* **What you need to do**:
Answer these questions from the text on winter and eating:
(a) Which book is Laura Cipullo, RD, the author of?
(b) According to Cipullo, what may the winter months make a person more inclined to do?
(c) Apart from biology, what two factors are named as possibly contributing to different eating patterns?

* **Text segment**:
------------------------------------------------------------------------
2 Reasons Why Winter Affects Your Eating
The cooler temperatures can have a significant effect on when, how much and what you eat. Laura Cipullo, RD, author of The Body Clock Diet explains that this might all be part of biology, where the winter months may make you more inclined to eat more, and more energy-dense foods.
And there are also other factors, such as food-focused holidays and potentially spending more hours at home that can also contribute to different eating patterns.
------------------------------------------------------------------------
[Text-to-region grounding data]
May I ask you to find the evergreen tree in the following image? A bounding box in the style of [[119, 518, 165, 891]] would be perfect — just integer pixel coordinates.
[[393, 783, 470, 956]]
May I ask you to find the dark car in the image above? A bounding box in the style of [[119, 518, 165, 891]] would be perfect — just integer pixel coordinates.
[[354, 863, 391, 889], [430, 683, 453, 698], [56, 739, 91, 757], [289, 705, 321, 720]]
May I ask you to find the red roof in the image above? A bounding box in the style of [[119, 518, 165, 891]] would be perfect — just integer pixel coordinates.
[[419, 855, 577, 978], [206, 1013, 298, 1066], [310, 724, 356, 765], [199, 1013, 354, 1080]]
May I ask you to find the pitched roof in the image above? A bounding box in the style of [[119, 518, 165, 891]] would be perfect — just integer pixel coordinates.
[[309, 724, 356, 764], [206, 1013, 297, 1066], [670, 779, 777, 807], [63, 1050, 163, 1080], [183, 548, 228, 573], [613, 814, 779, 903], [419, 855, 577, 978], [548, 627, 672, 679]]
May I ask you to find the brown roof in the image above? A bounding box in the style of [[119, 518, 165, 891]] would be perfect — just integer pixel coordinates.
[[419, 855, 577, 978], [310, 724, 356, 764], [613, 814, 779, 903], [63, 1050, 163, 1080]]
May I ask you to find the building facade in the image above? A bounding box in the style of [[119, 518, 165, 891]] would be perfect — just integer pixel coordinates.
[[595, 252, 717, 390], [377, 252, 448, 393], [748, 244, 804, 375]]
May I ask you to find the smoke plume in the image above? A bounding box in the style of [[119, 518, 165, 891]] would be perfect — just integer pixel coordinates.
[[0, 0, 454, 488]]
------------------------------------------------------------------------
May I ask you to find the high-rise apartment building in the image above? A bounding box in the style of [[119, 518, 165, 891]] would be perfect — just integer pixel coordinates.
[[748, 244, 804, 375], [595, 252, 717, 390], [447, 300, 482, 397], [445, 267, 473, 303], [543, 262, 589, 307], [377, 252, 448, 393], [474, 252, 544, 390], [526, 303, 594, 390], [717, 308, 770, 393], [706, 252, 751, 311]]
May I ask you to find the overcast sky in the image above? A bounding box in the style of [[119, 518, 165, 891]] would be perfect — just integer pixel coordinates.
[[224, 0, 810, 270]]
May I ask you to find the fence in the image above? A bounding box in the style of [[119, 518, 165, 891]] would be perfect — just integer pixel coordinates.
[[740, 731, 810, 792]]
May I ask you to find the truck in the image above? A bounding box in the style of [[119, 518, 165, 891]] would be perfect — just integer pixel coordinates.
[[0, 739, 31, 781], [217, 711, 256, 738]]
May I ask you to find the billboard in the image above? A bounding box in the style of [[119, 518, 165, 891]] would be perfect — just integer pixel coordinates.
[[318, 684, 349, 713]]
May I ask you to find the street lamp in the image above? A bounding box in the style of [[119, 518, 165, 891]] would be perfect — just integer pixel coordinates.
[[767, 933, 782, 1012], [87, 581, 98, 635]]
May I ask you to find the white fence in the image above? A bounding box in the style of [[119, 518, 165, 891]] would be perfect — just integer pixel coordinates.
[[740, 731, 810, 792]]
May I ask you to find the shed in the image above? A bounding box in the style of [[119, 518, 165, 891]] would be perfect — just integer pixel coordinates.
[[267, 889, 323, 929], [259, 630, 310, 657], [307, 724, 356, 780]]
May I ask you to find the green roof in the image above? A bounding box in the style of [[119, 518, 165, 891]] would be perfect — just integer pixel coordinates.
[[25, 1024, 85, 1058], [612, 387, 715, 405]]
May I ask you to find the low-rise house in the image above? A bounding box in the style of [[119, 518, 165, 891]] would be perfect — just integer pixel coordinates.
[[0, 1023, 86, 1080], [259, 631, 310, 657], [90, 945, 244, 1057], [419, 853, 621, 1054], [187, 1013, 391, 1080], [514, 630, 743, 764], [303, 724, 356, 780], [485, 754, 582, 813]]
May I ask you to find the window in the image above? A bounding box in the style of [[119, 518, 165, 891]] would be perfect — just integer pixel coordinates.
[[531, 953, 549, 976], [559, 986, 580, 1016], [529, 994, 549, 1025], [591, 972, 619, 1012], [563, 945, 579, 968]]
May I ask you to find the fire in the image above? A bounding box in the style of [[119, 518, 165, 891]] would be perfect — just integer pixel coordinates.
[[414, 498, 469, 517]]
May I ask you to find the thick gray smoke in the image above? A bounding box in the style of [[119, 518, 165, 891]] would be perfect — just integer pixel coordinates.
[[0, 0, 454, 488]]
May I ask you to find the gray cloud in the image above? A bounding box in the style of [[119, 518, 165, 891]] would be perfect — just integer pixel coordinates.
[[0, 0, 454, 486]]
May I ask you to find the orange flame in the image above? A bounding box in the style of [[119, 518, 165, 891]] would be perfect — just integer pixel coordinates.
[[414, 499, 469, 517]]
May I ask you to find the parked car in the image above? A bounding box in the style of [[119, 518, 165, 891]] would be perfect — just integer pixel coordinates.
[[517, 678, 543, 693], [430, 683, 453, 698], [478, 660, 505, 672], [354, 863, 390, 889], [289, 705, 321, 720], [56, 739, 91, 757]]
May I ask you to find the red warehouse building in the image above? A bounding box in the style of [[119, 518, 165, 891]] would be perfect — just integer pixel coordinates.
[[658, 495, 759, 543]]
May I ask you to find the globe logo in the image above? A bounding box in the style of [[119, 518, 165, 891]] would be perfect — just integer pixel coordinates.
------------------------------------------------------------------------
* **Solution for this exercise**:
(a) The Body Clock Diet.
(b) Eat more, and eat more energy-dense foods.
(c) Food-focused holidays and potentially spending more hours at home.